'''

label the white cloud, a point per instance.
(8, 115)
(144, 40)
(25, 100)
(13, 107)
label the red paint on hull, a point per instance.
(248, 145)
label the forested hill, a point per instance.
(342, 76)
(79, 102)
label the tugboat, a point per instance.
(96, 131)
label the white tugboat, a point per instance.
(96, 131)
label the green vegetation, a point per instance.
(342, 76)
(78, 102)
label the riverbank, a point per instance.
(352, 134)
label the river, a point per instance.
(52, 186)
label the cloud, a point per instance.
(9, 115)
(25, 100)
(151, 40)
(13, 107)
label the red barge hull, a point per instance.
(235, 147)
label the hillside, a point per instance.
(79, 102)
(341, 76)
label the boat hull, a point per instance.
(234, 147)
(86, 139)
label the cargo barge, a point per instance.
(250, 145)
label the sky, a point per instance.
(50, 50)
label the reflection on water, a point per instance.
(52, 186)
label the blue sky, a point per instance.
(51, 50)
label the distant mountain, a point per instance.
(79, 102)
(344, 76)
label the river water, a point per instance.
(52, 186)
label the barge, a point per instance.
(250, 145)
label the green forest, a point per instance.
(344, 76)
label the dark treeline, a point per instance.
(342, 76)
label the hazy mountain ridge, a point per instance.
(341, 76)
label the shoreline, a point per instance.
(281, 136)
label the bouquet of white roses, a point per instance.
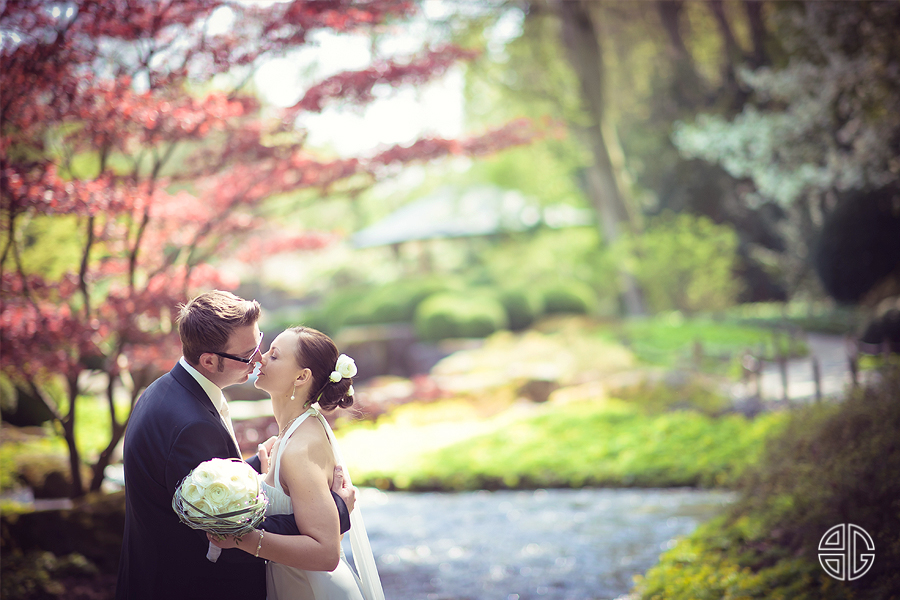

'''

→ **TO BE DONE**
Starting with the line that contains "label the green forest, a point per instance." and going on through the end of the records, recast those lines as a Markdown table with the columns Row and Text, numbering each row and skipping blank lines. Leave the pictures out of the table.

→ **RESULT FOR THIS EXERCISE**
| Row | Text |
|---|---|
| 1 | label the green forest, a point per instance. |
| 2 | (344, 76) |
| 3 | label the dark treeline, a point per instance. |
| 4 | (342, 76) |
| 5 | label the hazy mountain ridge, a point per instance. |
| 6 | (341, 76) |
| 7 | label the shoreline, a point per instance. |
| 8 | (281, 136) |
| 9 | label the bouquet of white roses, a point per instance. |